* TO-DO LIST:
1/ Answer these questions using the write-up about Semantic Farm:
(a) Which media types are given as examples of what a provider might return by default?
(b) What must be added to a resolver URL to get the same result as sending a Turtle Accept header?
(c) Which two people from Base4NFDI did the author speak with at their poster?
2/ Extend the write-up about Semantic Farm, starting after its last sentence.

* TEXT PROVIDED:
I talked with Steffen Neumann about extending the Semantic Farm’s data model for providers to include more information about:
- what media types (e.g., HTML, JSON, RDF) the provider returns by default
- whether content negotiation is possible by sending an
Acceptheader to tell the server which media type to return
Steffen’s use case in NFDI4Chem TA3/TA6 is the Semantic Farm entry for MassBank (https://semantic.farm/massbank). Enabling Semantic Farm to resolve in different ways will support the development of computational workflows as well as make it more useful when implementing the MassBank front-end.
Adding Semantic Web Interoperability to Semantic Farm’s Resolver
I talked with Egon Willighagen (a longtime collaborator of mine and a member of one of the NFDI4Chem advisory boards) about how to extend the “resolver” functionality of Semantic Farm to support content negotiation. The resolver redirects URLs constructed with a CURIE like https://semantic.farm/GO:0032571 to the first-party (or best) web page for human reading.
Egon suggested that if a request contains an Accept header asking for
text/turtle (or any other RDF-adjacent mimetype) that it could return the list
of related URIs. Importantly, this functionality is already available via the
API
(https://semantic.farm/api/reference/GO:0032571)
and on the front-end
(https://semantic.farm/reference/GO:0032571),
but not possible through the resolver endpoint.
In
biopragmatics/bioregistry#1954,
I extended the resolver so now it’s possible to use Accept headers like in the
following:
import requests
res = requests.get(
"https://semantic.farm/GO:0032571",
headers={"Accept": "text/turtle"},
)
I also added a way of adding query parameters to get the same results when
navigating to
https://semantic.farm/GO:0032571?format=turtle
(note the addition of ?format=turtle). For both, the following is returned:
@prefix rdfs: <http://www.w3.org/2000/01/rdf-schema#> .
<https://semantic.farm/GO:0032571> rdfs:seeAlso <http://bio2rdf.org/go:0032571>,
<http://identifiers.org/obo.go/GO:0032571>,
<http://purl.obolibrary.org/obo/GO_0032571>,
<http://purl.org/obo/owl/GO#GO_0032571>,
<http://www.geneontology.org/GO:0032571>,
<http://www.informatics.jax.org/searches/GO.cgi?id=GO:0032571>,
<http://www.informatics.jax.org/vocab/gene_ontology/GO:0032571>,
<http://www.pantherdb.org/panther/category.do?categoryAcc=GO:0032571>,
<https://bioportal.bioontology.org/ontologies/GO/?p=classes&conceptid=http://purl.obolibrary.org/obo/GO_0032571>,
<https://identifiers.org/GO:0032571>,
<https://n2t.net/go:0032571>,
<https://www.ebi.ac.uk/QuickGO/GTerm?id=GO:0032571>,
<https://www.ebi.ac.uk/QuickGO/term/GO:0032571>,
<https://www.ebi.ac.uk/ols4/ontologies/go/terms?iri=http://purl.obolibrary.org/obo/GO_0032571>,
<https://www.nextprot.org/term/GO:0032571> .
Semantic Farm and Base4NFDI
I’ve been working towards proposing the Semantic Farm as a Base4NFDI service (despite the recent announcement that Base4NFDI won’t be accepting any new proposals for funding). I discussed this with Martin Reinhardt and Hannah Butz from Base4NFDI at their poster (photo below borrowed from Martin’s post on LinkedIn).

Items listed in a dataset:
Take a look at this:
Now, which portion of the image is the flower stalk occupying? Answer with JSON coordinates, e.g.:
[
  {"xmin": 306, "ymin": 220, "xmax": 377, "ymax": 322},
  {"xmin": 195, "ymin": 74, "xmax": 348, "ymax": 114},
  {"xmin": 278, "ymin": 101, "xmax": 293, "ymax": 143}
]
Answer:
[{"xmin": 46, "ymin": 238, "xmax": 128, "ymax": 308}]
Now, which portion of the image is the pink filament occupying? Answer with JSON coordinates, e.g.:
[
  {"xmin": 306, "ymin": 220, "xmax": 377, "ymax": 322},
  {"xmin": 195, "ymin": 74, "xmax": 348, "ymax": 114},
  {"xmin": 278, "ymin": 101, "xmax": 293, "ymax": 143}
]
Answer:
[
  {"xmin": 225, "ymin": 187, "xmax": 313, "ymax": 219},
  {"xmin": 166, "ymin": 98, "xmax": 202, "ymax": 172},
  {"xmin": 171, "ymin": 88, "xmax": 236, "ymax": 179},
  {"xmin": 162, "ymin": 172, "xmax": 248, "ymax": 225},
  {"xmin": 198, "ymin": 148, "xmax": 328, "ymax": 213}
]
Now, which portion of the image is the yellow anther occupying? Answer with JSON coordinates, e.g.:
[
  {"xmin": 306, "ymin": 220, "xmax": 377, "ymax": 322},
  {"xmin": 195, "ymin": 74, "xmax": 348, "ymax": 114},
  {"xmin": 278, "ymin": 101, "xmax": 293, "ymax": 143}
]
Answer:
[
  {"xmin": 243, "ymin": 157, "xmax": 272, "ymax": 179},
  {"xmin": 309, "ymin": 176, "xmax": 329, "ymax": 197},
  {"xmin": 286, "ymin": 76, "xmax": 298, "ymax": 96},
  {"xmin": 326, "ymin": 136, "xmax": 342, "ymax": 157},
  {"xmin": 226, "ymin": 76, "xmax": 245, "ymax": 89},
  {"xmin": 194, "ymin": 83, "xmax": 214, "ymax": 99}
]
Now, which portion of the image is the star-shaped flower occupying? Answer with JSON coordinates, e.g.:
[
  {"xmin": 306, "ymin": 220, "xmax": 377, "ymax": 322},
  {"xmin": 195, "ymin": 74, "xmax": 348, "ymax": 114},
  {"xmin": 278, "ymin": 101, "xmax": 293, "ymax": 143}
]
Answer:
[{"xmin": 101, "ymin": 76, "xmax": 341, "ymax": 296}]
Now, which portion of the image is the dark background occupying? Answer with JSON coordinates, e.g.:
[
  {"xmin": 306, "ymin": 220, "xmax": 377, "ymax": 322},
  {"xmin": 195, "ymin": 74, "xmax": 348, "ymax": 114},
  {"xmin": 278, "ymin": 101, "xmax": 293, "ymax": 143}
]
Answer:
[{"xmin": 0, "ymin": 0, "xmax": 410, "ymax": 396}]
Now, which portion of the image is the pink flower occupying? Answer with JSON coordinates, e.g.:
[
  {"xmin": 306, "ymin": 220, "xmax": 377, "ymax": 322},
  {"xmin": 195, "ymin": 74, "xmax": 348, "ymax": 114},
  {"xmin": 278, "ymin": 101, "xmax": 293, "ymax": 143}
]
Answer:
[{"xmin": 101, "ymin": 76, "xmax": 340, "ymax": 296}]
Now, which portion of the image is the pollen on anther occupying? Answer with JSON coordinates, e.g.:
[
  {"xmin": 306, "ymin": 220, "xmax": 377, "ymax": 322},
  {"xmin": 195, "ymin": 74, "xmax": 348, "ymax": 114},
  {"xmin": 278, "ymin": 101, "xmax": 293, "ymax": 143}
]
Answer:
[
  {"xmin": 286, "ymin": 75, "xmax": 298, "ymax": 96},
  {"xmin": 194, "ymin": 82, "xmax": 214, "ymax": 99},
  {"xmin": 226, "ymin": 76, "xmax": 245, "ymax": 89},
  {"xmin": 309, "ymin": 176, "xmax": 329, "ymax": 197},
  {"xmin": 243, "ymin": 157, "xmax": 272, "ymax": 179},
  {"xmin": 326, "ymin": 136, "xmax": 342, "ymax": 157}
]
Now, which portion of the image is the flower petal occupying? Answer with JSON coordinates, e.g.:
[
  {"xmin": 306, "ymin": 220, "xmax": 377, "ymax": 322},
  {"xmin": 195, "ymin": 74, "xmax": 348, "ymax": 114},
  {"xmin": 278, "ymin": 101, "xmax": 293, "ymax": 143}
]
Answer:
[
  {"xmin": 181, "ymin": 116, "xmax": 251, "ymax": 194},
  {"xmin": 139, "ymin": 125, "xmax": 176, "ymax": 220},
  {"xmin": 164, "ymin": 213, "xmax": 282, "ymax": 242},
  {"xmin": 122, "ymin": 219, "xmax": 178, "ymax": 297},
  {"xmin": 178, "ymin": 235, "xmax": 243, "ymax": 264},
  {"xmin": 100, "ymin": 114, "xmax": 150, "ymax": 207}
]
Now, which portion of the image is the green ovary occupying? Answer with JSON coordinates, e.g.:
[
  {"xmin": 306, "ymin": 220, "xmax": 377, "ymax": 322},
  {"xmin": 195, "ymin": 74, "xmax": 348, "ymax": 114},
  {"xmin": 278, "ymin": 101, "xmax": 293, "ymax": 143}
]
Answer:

* RESULTS OF THE TASKS:
1/
(a) HTML, JSON, and RDF.
(b) The query parameter ?format=turtle.
(c) Martin Reinhardt and Hannah Butz.

2/
They had the exciting idea to encourage people to draw on their poster, so I added the relationships between TS4NFDI, KG4NFDI, and PID4NFDI and the Semantic Farm. It’s possible to see in the photo if you squint, but here’s the same arrows drawn again:
flowchart LR
ts4nfdi[TS4NFDI] -->|already uses|sf[Semantic Farm]
kgi4nfdi[KGI4NFDI] -->|should use|sf
pid4nfdi[PID4NFDI] -->|could use|sf
We discussed how the Semantic Farm is already a key service as part of the TS4NFDI, how it should be adopted by KGI4NFDI (e.g., to make sure that all NFDI knowledge graphs use the same prefixes, CURIEs, and URIs for the same things), and how could fit in with PID4NFDI to support them in better communicating what identifiers do, where they come from, and how they make data FAIR beyond the limited number of identifier spaces (e.g., DOI, ORCiD, ROR, Handles) on which they currently focus. They also suggested I attend the Base4NFDI User Conference 2026 in Berlin to communicate these things further.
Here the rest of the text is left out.